Exercise material:
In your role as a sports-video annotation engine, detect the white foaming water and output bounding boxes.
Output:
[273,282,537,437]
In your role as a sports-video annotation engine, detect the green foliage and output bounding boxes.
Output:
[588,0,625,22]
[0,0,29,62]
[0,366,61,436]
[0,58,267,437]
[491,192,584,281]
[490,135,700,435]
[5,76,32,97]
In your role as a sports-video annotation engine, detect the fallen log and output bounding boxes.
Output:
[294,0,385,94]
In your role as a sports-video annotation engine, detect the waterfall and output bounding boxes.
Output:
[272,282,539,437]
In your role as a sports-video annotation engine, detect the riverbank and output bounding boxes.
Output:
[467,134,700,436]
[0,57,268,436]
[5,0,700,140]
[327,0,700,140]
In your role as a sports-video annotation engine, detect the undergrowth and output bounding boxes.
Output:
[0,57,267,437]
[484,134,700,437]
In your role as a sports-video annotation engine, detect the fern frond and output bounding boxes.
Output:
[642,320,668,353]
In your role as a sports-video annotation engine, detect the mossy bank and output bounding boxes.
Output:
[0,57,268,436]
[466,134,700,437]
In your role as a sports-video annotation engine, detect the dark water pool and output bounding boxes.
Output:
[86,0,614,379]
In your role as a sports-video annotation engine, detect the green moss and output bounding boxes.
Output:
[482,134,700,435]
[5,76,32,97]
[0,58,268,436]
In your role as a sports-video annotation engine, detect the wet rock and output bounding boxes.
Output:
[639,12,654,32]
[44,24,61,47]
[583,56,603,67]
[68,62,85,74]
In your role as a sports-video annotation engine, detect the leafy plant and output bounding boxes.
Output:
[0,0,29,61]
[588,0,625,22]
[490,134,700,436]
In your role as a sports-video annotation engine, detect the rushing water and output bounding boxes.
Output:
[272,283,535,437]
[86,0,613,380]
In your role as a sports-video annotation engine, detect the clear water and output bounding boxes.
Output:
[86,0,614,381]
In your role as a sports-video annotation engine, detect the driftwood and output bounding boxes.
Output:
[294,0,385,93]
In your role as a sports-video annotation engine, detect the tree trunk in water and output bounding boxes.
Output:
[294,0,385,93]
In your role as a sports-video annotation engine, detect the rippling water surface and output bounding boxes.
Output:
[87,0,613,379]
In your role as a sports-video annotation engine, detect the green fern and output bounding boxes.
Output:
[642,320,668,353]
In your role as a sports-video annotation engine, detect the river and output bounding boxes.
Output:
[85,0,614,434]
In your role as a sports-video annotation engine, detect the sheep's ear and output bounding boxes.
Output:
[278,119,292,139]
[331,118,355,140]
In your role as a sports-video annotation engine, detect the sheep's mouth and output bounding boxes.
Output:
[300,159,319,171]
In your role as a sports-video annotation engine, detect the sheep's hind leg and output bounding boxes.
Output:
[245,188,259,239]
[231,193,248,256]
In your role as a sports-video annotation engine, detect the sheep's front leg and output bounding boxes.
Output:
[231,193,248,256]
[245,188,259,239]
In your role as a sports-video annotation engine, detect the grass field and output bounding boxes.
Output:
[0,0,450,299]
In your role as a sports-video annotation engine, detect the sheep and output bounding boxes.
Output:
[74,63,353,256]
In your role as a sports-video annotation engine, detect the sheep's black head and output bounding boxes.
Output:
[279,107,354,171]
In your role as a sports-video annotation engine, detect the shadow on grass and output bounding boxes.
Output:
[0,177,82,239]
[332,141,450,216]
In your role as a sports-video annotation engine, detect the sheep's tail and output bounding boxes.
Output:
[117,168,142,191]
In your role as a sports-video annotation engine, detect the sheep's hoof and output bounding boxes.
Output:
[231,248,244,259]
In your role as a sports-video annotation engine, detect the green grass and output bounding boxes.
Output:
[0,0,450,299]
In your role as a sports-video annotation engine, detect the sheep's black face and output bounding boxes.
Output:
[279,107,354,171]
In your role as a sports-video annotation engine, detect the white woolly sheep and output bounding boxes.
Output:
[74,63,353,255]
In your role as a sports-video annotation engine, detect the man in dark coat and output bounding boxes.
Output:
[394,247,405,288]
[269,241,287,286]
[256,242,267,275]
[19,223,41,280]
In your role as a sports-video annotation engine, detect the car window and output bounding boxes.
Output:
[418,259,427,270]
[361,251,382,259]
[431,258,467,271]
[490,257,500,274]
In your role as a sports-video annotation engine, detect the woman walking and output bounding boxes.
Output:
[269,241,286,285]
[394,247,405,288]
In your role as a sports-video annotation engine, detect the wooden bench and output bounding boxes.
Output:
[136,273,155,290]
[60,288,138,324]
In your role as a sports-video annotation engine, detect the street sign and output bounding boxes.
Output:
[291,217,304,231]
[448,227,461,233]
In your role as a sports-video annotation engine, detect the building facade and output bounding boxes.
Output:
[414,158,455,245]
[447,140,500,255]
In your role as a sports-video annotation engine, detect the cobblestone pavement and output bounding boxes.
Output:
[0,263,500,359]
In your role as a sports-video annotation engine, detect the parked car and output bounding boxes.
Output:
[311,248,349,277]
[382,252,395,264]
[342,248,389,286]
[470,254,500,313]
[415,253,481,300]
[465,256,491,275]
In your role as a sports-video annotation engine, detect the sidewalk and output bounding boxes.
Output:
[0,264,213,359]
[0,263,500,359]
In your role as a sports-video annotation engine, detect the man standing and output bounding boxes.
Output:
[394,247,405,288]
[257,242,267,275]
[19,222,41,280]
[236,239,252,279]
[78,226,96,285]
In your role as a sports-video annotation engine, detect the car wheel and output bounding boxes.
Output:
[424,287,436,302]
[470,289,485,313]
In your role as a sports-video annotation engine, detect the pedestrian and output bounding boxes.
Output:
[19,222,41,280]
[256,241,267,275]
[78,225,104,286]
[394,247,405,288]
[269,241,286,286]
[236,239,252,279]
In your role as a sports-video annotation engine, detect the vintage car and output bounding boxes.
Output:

Stated goal: Reproduce all of the data above verbatim, line for line.

Exercise output:
In your role as a sports-video annotation engine, detect the white foaming water and output bounding boxes.
Output:
[273,282,537,437]
In your role as a sports-video annotation engine, detect the green foliage and output bounding boxes.
Output:
[588,0,625,22]
[0,0,29,62]
[0,366,61,436]
[0,58,267,437]
[491,192,584,281]
[490,135,700,435]
[5,76,32,97]
In your role as a sports-video annotation engine, detect the fallen log and output bounding boxes.
Output:
[294,0,385,94]
In your role as a sports-video annotation engine, detect the waterfall and output bounding boxes.
Output:
[272,282,539,437]
In your role as a sports-video annotation engine, detect the riverbank and output bounding boxes.
Output:
[467,134,700,436]
[0,57,268,436]
[5,0,700,140]
[327,0,700,140]
In your role as a sports-video annotation engine, detect the undergrowth and output bounding boxes.
Output:
[0,57,267,437]
[484,134,700,437]
In your role as a sports-video annotation engine, detect the fern frond and output bounding boxes.
Output:
[642,320,668,353]
In your role as a sports-video annotation engine, detect the mossy bank and output bounding boxes.
Output:
[0,57,268,436]
[466,134,700,437]
In your role as a sports-video annotation engine, detect the dark water pool and output bounding boxes.
Output:
[86,0,614,379]
In your role as a sports-video annotation engine, detect the green moss and output bounding boxes.
Output:
[482,134,700,435]
[5,76,32,97]
[0,58,268,436]
In your role as a sports-video annotation engine, detect the wet rock and output bounding boxes.
Output:
[639,12,654,32]
[44,24,61,47]
[583,56,603,67]
[68,62,85,74]
In your role as a sports-video annotation engine, detect the leafy plant and output bounding boxes.
Output:
[0,0,29,61]
[588,0,625,22]
[490,134,700,436]
In your role as a sports-video annotation engine, detect the rushing water and output bounding boxes.
Output:
[272,283,535,437]
[86,0,613,380]
In your role as a sports-video annotation engine, detect the clear water and output bounding boxes.
Output:
[86,0,614,381]
In your role as a sports-video annotation engine, detect the driftwood and output bounding boxes.
Output:
[294,0,385,93]
In your role as a sports-video annotation engine, detect the tree trunk in water and output bounding boxes.
Output:
[294,0,385,93]
In your role as a sports-video annotation engine, detect the rippling water surface and output bounding boxes.
Output:
[87,0,613,379]
In your role as a sports-video annotation engine, detect the green fern and output bounding boxes.
Output:
[642,320,668,353]
In your role as a sports-video annotation engine, detect the river and output bounding boxes.
Output:
[85,0,614,434]
In your role as a sports-video annotation engine, detect the sheep's ear and output bounding boxes.
Output:
[278,119,292,139]
[331,118,355,140]
In your role as a sports-video annotation engine, detect the sheep's mouth and output bounding boxes.
Output:
[300,159,319,171]
In your role as a sports-video annotation engine, detect the sheep's hind leg and output bounding boxes.
Output:
[245,188,259,239]
[231,193,248,256]
In your role as a sports-video annotation engine, detect the sheep's front leg and output bounding boxes.
Output:
[231,193,248,256]
[245,188,259,239]
In your role as a sports-video annotation engine, detect the grass field and output bounding boxes.
Output:
[0,0,450,299]
In your role as a sports-video annotation engine, detect the sheep and output bounding boxes.
Output:
[74,63,353,256]
In your role as a sports-video annotation engine, detect the sheep's black head and output bounding boxes.
Output:
[279,107,354,171]
In your role as a sports-video annotation engine, detect the shadow on grass and output bounding boxes.
Output:
[0,177,82,239]
[332,141,450,216]
In your role as a sports-video annotation engine, detect the sheep's tail and output bounding boxes.
Output:
[117,168,142,191]
In your role as a sports-video annotation engine, detect the sheep's hoof and output bounding boxes.
Output:
[231,248,244,259]
In your role as a sports-video annotation engine, detect the green grass and output bounding boxes.
Output:
[0,0,450,299]
In your role as a sports-video annotation engine, detect the sheep's black face and output bounding boxes.
Output:
[279,107,354,171]
In your role as a sports-video annotation engine, detect the white woolly sheep and output bounding boxes.
Output:
[74,63,353,255]
In your role as a sports-video annotation engine, detect the man in dark coat and output bounding boxes.
Output:
[394,247,405,288]
[269,241,287,286]
[256,242,267,275]
[19,223,41,280]
In your role as a sports-video annotation engine, detect the car window and output bounding boxes.
Output:
[418,259,427,270]
[361,251,382,259]
[431,258,467,271]
[490,257,500,274]
In your role as a sports-video annotation engine, detect the woman walking and output bounding boxes.
Output:
[269,241,286,285]
[394,247,405,288]
In your role as a sports-video annotation engine, detect the wooden bench and output bounding boxes.
Output:
[136,273,155,290]
[60,288,138,324]
In your role as a sports-video annotation engine, detect the street sign and output bounding boxes.
Output:
[291,217,304,231]
[448,227,461,233]
In your role as a sports-video annotation engine, detect the building facade and output bounding boxes.
Output:
[414,158,455,245]
[447,140,500,255]
In your role as a sports-video annotation engine, detect the cobblestone pavement and output bounding boxes.
Output:
[0,263,500,359]
In your role as a sports-video annotation engine, detect the parked car and output bounding boxes.
Output:
[311,248,349,277]
[382,252,395,264]
[342,248,389,286]
[470,254,500,313]
[415,253,481,300]
[465,256,491,275]
In your role as a sports-video annotation engine, detect the sidewalk and output bounding boxes.
Output:
[0,264,213,359]
[0,263,500,359]
In your role as a sports-video annotation engine, detect the man standing and output bounding boxes.
Output:
[394,247,405,288]
[257,242,267,275]
[19,222,41,280]
[236,239,252,279]
[78,226,96,285]
In your role as a sports-video annotation engine, detect the car wheel and output bounding boxes.
Output:
[424,287,436,302]
[470,289,485,313]
In your role as a sports-video annotation engine, detect the pedestrian and output bounding boxes.
Output:
[19,222,41,280]
[256,241,267,275]
[78,225,104,286]
[394,247,405,288]
[269,241,286,286]
[236,239,252,279]
In your role as a sports-video annotation engine, detect the vintage car and output bounding boxes.
Output:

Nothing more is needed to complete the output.